▶ **Teks Bacaan**:
########
Menimbang
Para Kepala Daerah Berprestasi
Agung Baskoro ;
Analis Politik Pol-Tracking Institute
|
TEMPO.CO,
04 Maret 2014
Krisis
kepemimpinan nasional, yang sering diarahkan melalui wacana minimnya figur,
tengah marak menghiasi media. Realitas ini menjadi relevan bila publik hanya
melihat paket pemimpin dari interaksi panggung politik nasional di Jakarta.
Padahal, bila mencermati lebih jauh, akan ditemukan berbagai kiprah yang tak
jauh berbeda dengan Joko Widodo (Jokowi) di Ibu Kota, misalnya. Mereka
merupakan figur lokal berkualitas nasional yang cukup sukses memimpin daerah
dengan gagasan brilian, penuh integritas, dan dedikasi tinggi. Mereka adalah,
antara lain, Tri Rismaharini (PDIP), Syahrul Yasin Limpo (Golkar), Basuki
Purnama Tjahaja alias Ahok (Gerindra), Sinyo Harry Sarundajang (Partai
Demokrat), dan Isran Noor (PPP).
Nama-nama
ini muncul bukan hanya karena rekam jejak kepemimpinan publiknya di daerah.
Namun, di tingkat elite, mereka pun telah masuk radar politik nasional.
Beberapa di antaranya malah sedang ikut berkontestasi, seperti Sinyo
Sarundajang dalam Konvensi Demokrat atau Isran Noor yang masuk bursa hasil
rekomendasi Mukernas PPP dan menjadi peserta Konvensi Rakyat. Sementara itu,
Jokowi-Ahok-Tri Risma intens mendapatkan pemberitaan media karena kinerja,
sehingga tak sulit memperoleh perhatian dari publik dan partai masing-masing.
Kehadiran
daerah menjadi penting dalam konstelasi politik nasional, mengingat perubahan
sistem politik setelah Reformasi meniscayakan terjadinya desentralisasi
otoritas dan administratif dalam pengelolaan daerah. Selama ini, eksplorasi
publik secara luas tak banyak memberikan tempat bagi kepala-kepala daerah
yang potensial untuk lebih jauh berkiprah dalam pentas nasional.
Satu hal
yang paling penting dalam memunculkan kepala daerah sebagai figur alternatif
adalah kapasitas eksekutif yang dimiliki berdasarkan pengalaman di daerah.
Bentuk keberhasilan melalui beberapa kebijakan dan keputusan yang akhirnya
berbuah prestasi adalah eksperimen jabatan eksekutif paling riil dalam
mengelola negara di level mikro. Selain itu, partisipasi para kepala daerah
ini dapat menguatkan tenun keindonesiaan kita, karena kehadiran mereka dapat
mengobyektifikasi perspektif anak bangsa dalam mengelola negeri.
Partai,
sebagai tempat para kepala daerah berprestasi ini bernaung, sebaiknya mulai
memikirkan dan mengarahkan level kepemimpinan yang lebih strategis kepada
mereka, agar rakyat dapat merasakan manfaat yang lebih besar. Apa yang mereka
miliki, bagi Katz (1955) dalam sebuah artikel klasik Harvard Bussiness Review bertajuk "Skills of an Effective Administrator", merupakan
penerjemahan dari tiga keterampilan dasar yang harus dimiliki oleh seorang
pemimpin, yakni keterampilan teknis, keterampilan manusia, dan keterampilan
konseptual.
########
Baris dari sebuah dataset:
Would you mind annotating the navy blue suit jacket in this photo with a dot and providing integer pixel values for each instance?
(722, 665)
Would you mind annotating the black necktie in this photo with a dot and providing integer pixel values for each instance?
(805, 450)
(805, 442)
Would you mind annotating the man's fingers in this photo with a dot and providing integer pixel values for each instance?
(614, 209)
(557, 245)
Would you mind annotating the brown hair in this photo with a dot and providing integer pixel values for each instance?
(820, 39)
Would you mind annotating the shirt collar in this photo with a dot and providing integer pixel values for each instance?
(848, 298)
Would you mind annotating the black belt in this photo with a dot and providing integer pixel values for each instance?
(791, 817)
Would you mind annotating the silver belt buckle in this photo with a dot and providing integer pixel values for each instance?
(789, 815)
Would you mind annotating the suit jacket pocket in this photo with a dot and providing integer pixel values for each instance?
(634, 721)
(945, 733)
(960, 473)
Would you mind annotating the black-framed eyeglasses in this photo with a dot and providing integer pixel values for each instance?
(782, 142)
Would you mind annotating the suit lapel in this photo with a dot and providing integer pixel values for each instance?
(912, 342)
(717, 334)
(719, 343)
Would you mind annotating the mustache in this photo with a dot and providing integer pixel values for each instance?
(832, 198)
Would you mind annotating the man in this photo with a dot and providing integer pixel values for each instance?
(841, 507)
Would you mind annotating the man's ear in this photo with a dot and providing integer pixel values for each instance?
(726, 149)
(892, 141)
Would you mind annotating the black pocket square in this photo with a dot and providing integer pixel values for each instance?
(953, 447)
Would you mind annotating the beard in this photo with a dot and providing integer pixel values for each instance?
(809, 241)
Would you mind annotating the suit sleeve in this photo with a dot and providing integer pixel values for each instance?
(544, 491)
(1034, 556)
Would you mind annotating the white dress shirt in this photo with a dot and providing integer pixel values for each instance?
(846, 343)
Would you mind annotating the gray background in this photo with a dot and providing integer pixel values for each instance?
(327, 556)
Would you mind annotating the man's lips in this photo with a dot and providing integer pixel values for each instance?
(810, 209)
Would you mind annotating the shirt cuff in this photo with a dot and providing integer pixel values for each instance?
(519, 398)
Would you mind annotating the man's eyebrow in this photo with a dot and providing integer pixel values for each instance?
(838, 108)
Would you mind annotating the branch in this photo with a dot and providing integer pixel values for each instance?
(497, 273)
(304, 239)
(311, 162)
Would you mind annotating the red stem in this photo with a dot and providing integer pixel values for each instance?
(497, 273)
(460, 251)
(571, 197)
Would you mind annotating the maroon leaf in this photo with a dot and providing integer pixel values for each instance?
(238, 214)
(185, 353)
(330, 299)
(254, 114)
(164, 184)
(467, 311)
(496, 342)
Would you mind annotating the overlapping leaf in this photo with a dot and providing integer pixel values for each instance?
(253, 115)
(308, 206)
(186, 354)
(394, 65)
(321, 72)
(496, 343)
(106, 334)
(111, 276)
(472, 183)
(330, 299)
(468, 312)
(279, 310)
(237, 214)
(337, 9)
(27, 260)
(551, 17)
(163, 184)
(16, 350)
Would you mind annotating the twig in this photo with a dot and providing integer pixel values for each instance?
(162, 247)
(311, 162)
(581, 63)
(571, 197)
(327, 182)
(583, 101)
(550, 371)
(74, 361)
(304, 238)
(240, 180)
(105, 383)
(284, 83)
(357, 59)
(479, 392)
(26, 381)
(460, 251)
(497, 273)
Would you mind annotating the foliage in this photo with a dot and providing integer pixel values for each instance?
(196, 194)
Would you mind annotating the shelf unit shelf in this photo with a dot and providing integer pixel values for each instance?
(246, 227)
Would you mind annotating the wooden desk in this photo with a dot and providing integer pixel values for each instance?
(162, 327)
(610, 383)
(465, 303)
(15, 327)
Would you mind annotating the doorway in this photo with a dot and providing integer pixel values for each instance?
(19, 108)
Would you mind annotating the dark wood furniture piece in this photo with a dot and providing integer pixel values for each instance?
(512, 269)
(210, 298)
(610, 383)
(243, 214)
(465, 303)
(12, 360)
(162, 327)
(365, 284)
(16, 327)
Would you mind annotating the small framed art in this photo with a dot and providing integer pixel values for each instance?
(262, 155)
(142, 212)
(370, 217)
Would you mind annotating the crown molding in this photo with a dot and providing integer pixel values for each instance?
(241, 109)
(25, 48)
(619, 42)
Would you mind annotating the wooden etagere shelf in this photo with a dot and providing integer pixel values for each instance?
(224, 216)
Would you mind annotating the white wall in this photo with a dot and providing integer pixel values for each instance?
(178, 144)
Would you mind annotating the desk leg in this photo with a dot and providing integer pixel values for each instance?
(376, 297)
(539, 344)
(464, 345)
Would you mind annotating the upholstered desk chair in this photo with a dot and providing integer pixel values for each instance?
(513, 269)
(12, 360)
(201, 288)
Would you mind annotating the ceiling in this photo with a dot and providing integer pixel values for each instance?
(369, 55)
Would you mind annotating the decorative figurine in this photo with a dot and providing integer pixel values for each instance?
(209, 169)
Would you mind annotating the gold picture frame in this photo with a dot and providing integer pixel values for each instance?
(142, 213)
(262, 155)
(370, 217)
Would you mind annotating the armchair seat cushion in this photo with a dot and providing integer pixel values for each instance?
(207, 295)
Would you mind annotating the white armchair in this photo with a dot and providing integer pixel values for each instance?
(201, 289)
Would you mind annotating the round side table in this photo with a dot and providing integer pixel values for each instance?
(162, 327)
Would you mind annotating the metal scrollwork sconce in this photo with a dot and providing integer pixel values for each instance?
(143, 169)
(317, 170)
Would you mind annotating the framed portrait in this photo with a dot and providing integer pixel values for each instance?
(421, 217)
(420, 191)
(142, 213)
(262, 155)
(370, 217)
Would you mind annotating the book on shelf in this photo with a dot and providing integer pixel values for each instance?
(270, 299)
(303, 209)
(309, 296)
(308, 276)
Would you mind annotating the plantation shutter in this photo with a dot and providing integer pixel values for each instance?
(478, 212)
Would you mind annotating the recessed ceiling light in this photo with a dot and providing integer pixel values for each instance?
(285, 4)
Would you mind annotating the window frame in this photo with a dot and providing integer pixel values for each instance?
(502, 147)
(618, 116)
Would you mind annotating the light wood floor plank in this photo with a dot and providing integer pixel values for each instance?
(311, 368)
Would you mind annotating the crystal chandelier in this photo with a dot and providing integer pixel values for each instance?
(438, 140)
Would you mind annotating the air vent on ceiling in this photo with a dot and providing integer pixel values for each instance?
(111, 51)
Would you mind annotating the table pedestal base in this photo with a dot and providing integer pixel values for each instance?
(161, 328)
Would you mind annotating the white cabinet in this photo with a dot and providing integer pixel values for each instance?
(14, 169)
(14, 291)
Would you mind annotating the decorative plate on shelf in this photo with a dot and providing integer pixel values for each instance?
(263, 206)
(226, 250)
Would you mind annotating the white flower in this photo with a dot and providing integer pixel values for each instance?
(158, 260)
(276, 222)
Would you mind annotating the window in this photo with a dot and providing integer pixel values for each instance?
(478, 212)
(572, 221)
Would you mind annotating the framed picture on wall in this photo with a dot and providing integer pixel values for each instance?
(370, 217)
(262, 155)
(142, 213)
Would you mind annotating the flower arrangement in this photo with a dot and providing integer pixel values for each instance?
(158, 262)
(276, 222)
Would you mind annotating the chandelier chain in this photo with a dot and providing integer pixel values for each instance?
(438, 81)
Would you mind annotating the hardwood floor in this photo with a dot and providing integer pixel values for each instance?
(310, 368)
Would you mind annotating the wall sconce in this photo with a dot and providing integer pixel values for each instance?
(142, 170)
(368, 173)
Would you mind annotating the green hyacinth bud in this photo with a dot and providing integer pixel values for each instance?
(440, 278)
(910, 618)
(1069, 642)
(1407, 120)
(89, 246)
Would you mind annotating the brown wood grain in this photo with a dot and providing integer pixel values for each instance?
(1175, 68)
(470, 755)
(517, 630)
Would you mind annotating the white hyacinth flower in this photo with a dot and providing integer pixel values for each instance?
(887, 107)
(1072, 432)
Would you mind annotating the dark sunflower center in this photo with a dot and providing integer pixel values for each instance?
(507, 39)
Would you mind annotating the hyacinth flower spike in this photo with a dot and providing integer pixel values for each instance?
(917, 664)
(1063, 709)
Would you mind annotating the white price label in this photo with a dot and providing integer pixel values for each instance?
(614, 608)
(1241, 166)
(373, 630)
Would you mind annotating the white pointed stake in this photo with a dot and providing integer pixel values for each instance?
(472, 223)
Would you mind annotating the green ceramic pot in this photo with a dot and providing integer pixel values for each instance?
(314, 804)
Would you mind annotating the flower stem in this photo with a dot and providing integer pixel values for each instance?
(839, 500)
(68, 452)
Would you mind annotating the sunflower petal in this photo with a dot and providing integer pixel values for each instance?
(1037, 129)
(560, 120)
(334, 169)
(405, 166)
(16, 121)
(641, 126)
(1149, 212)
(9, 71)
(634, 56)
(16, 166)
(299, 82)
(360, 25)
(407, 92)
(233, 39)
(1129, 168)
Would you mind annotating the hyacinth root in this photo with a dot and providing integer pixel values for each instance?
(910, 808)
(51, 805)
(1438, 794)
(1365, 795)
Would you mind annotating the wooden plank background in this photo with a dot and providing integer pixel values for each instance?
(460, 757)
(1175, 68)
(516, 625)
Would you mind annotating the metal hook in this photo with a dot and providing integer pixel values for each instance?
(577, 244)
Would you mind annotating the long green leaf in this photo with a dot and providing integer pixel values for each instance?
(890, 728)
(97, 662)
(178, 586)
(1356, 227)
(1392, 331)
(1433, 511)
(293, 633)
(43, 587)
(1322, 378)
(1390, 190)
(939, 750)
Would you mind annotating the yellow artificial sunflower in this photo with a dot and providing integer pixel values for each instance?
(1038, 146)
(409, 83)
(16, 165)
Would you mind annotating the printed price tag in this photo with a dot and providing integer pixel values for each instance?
########
▶ **Tugas Latihan A**: Rangkumlah teks tentang kepala daerah berprestasi dalam dua kalimat.
▶ **Tugas Latihan B**: Teruskan teks tentang kepala daerah berprestasi mulai sesudah kalimat terakhirnya.

▶ **Hasil Tugas A**: Krisis kepemimpinan nasional ramai dibicarakan di media, padahal ada kepala daerah berprestasi seperti Tri Rismaharini, Syahrul Yasin Limpo, Ahok, Sinyo Harry Sarundajang, dan Isran Noor yang sukses memimpin daerah dan telah masuk radar politik nasional. Kapasitas eksekutif dari pengalaman di daerah menjadikan mereka figur alternatif, sehingga partai sebaiknya mulai mengarahkan level kepemimpinan yang lebih strategis kepada mereka.

▶ **Hasil Tugas B**:
Keterampilan
teknis merujuk pada keahlian atau kompetensi (Mumford, Zaccaro, Harding, et al., 2000). Adapun keterampilan
manusia adalah kemampuan untuk bekerja sama dan keterampilan konseptual
adalah kemampuan untuk bekerja dengan ide dan konsep. Ketiga keterampilan ini
dapat ditelusuri secara mudah melalui rekam jejak (track record) kepemimpinan para kepala daerah. Mereka bukan
sekadar pemimpin layar kaca yang siap memerintah dari balik meja, karena,
setiap saat mereka siap turun tangan (baca: blusukan atau incognito).
Pada satu sisi, mereka merupakan figur solidarity
maker seperti Sukarno. Namun, pada waktu yang lain, tidak bermasalah bila
mereka dituntut menjadi administrator ulung layaknya sosok Hatta. Dalam
konteks inilah para kepala daerah relevan sebagai kepala negara alternatif.
Sebab, mereka hadir melalui sebentuk seleksi terukur jenjang birokrasi yang
meritokratis, atau proses politik yang cukup lentur namun kompetitif.
Ketika
pemilu akan digelar, perhatian publik pada akhirnya selalu tersita kepada
figur (pemilihan presiden) dibanding partai (pemilu legislatif). Bila masuk
dalam logika ini, Pemilu 2014 akan diwarnai oleh ketidakpastian karena belum
adanya calon presiden yang dominan, sebagaimana elektabilitas Presiden
Yudhoyono menjelang Pemilu 2004 dan 2009. Padahal, sudah seharusnya, strategi
partai dalam menyikapi pemilu presiden tidak hanya ditentukan oleh peraihan
suara dalam pemilu legislatif, namun juga visi dan gagasan para pasangan
calon presiden yang dijagokan.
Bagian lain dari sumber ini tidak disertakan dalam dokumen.